BEGIN Input records

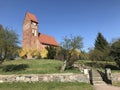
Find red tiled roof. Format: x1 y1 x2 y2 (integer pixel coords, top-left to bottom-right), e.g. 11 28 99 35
27 12 38 23
39 34 59 46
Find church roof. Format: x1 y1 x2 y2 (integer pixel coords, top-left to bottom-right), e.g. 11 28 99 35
27 12 38 23
39 34 59 46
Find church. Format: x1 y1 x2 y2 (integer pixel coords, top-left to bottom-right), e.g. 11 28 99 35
22 12 59 58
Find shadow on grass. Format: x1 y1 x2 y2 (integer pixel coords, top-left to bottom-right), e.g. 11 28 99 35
2 64 29 72
85 62 120 70
105 65 120 70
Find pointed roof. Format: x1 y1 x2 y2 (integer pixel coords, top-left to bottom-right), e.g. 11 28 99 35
39 34 59 46
26 12 38 23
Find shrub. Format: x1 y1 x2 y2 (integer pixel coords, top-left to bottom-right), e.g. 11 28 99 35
18 48 48 59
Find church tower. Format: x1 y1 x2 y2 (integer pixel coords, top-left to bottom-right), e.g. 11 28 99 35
22 12 38 50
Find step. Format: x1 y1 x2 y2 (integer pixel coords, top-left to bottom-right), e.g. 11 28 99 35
93 81 106 85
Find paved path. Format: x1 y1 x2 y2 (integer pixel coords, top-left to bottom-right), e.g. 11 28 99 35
94 84 120 90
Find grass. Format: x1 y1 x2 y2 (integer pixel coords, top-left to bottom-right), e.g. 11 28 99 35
113 82 120 87
0 82 93 90
77 60 120 72
0 59 80 74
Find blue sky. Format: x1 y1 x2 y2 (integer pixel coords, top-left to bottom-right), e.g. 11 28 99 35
0 0 120 51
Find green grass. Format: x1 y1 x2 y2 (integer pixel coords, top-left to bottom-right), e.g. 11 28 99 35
0 59 80 74
113 82 120 87
0 82 93 90
77 60 120 72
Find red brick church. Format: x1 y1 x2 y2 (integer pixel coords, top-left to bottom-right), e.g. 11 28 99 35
22 12 59 58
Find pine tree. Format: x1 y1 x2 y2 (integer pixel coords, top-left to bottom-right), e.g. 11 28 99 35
95 32 109 51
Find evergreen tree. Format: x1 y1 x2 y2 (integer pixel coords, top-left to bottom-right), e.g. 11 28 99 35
89 32 110 61
95 32 109 51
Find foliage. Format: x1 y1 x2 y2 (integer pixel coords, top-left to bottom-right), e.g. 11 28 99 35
110 39 120 67
79 51 89 60
46 46 57 59
0 82 93 90
0 25 19 61
0 59 80 75
55 47 67 61
89 33 111 61
95 32 109 51
61 35 83 71
18 48 48 58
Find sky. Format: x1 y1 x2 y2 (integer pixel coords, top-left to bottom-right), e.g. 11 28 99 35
0 0 120 51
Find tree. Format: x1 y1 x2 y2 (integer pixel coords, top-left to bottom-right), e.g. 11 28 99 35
0 25 19 61
89 33 110 61
110 39 120 67
61 35 83 71
95 32 109 51
46 46 56 59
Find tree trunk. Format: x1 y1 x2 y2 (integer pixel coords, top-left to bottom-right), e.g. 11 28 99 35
60 60 67 72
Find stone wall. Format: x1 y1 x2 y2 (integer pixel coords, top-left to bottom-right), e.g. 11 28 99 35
112 73 120 82
0 73 89 83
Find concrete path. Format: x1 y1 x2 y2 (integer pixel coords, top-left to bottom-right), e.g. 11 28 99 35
94 84 120 90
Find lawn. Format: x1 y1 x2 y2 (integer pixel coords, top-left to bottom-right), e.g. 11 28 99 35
0 82 93 90
0 59 80 74
77 60 120 73
113 82 120 87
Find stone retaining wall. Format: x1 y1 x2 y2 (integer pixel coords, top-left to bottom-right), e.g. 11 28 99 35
0 73 89 83
112 73 120 82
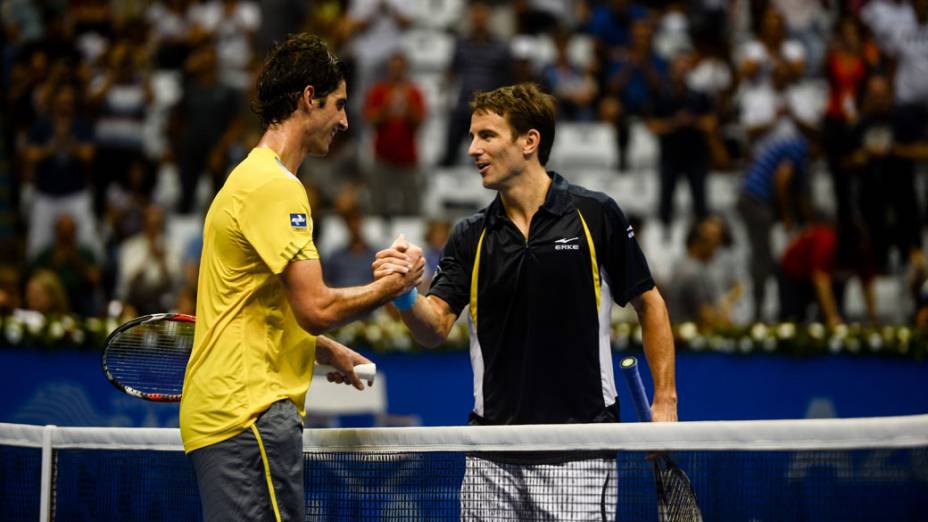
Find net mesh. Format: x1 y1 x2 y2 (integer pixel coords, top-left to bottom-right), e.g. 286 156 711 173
0 416 928 521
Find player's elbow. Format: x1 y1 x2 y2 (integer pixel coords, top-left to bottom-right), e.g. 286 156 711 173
413 330 448 348
293 303 338 335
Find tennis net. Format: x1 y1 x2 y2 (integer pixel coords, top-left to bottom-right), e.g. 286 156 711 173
0 415 928 521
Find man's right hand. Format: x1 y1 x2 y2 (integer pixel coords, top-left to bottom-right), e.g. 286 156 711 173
371 234 425 295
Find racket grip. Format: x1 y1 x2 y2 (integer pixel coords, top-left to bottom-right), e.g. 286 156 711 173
316 363 377 382
619 356 651 422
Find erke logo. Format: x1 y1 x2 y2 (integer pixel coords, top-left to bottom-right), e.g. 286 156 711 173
290 214 306 228
554 236 580 250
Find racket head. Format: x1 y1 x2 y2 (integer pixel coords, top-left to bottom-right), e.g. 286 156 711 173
101 313 195 402
654 453 702 522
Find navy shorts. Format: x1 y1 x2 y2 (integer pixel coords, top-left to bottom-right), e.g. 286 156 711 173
190 400 306 522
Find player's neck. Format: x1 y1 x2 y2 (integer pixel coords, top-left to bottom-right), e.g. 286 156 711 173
499 164 551 225
257 118 306 173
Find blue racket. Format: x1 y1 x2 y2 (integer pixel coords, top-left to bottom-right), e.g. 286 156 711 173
619 356 702 522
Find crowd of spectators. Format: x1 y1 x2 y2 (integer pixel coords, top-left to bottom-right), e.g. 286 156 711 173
0 0 928 326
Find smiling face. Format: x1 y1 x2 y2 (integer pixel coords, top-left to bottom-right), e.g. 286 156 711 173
467 111 526 190
306 81 348 156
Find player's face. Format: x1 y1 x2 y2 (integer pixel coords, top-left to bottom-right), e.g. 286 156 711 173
467 112 525 190
307 81 348 156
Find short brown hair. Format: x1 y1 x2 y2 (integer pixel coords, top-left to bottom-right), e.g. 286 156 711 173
252 33 346 128
470 83 557 165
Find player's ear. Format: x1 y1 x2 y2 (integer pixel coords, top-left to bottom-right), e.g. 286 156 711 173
300 85 316 109
522 129 541 156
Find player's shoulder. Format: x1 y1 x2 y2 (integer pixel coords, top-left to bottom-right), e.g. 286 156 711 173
566 179 622 219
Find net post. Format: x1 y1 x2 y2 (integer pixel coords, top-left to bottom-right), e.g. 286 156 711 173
39 424 57 522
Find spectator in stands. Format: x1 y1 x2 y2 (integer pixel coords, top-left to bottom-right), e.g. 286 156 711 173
102 157 155 296
822 16 877 221
364 53 425 218
145 0 194 70
600 19 667 170
860 0 928 107
439 0 512 167
115 205 181 315
667 218 731 330
850 75 928 273
647 54 721 233
90 40 152 215
778 215 879 327
0 265 23 315
737 137 809 320
323 208 377 288
170 43 241 214
25 270 71 315
24 84 97 258
32 214 103 317
588 0 648 63
541 28 599 121
188 0 261 92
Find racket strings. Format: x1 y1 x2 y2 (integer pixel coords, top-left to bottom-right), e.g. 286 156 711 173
105 321 194 395
655 462 702 522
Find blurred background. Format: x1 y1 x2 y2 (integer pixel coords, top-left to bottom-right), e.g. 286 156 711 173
0 0 928 425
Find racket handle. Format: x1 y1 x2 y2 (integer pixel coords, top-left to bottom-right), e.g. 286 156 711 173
619 356 651 422
316 363 377 382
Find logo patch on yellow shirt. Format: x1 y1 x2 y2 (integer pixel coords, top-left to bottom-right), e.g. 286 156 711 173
290 214 306 230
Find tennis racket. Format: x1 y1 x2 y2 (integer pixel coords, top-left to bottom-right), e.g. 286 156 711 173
102 313 377 402
619 357 702 522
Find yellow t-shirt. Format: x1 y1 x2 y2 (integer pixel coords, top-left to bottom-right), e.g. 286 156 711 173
180 148 319 453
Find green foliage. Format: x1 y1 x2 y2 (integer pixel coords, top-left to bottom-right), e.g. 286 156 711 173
0 312 928 360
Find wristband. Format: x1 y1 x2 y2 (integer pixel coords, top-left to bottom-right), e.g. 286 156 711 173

END Input records

### Stated task
Could you write out the stretch from the line containing "Find sky. Format: x1" through the line containing "371 234 425 295", swapping "lawn" for "turf" and leaving everything else unchanged? Leave the pictures out.

### Solution
Find sky. Format: x1 y1 x2 y2 (integer pixel coords, top-left to bottom-right), e.g. 11 28 99 35
0 0 120 51
Find tree. Format: x1 y1 x2 y2 (integer pixel coords, top-left to bottom-right), e.g. 11 28 99 35
0 25 19 61
89 33 110 61
110 39 120 67
61 35 83 71
95 32 109 51
46 46 56 59
Find tree trunk. Format: x1 y1 x2 y2 (integer pixel coords, top-left to bottom-right), e.g. 11 28 99 35
60 60 67 72
Find stone wall. Format: x1 y1 x2 y2 (integer pixel coords, top-left to bottom-right), e.g. 11 28 99 35
112 73 120 82
0 73 89 83
Find concrete path. Format: x1 y1 x2 y2 (integer pixel coords, top-left to bottom-right), e.g. 11 28 99 35
94 84 120 90
Find turf. Format: x1 y1 x2 y2 (integer pixel coords, top-left to bottom-right), e.g. 11 28 99 35
0 82 93 90
0 59 80 74
77 60 120 73
113 82 120 87
Find stone retaining wall. Format: x1 y1 x2 y2 (integer pixel coords, top-left to bottom-right), e.g. 11 28 99 35
0 73 89 83
112 73 120 82
Find net mesh. Format: x1 y1 x2 y2 (integer pixel coords, top-left to bottom-right), e.g. 286 156 711 173
0 416 928 521
Find player's elbow. Format: x1 y1 x2 y2 (integer pixel coords, top-left to bottom-right), e.g. 286 156 711 173
413 330 448 348
293 303 338 335
Find tennis net. Format: x1 y1 x2 y2 (integer pixel coords, top-left to bottom-right), e.g. 286 156 711 173
0 415 928 521
Find man's right hand. Format: x1 y1 x2 y2 (integer pixel coords, top-left to bottom-right), e.g. 286 156 711 173
371 234 425 295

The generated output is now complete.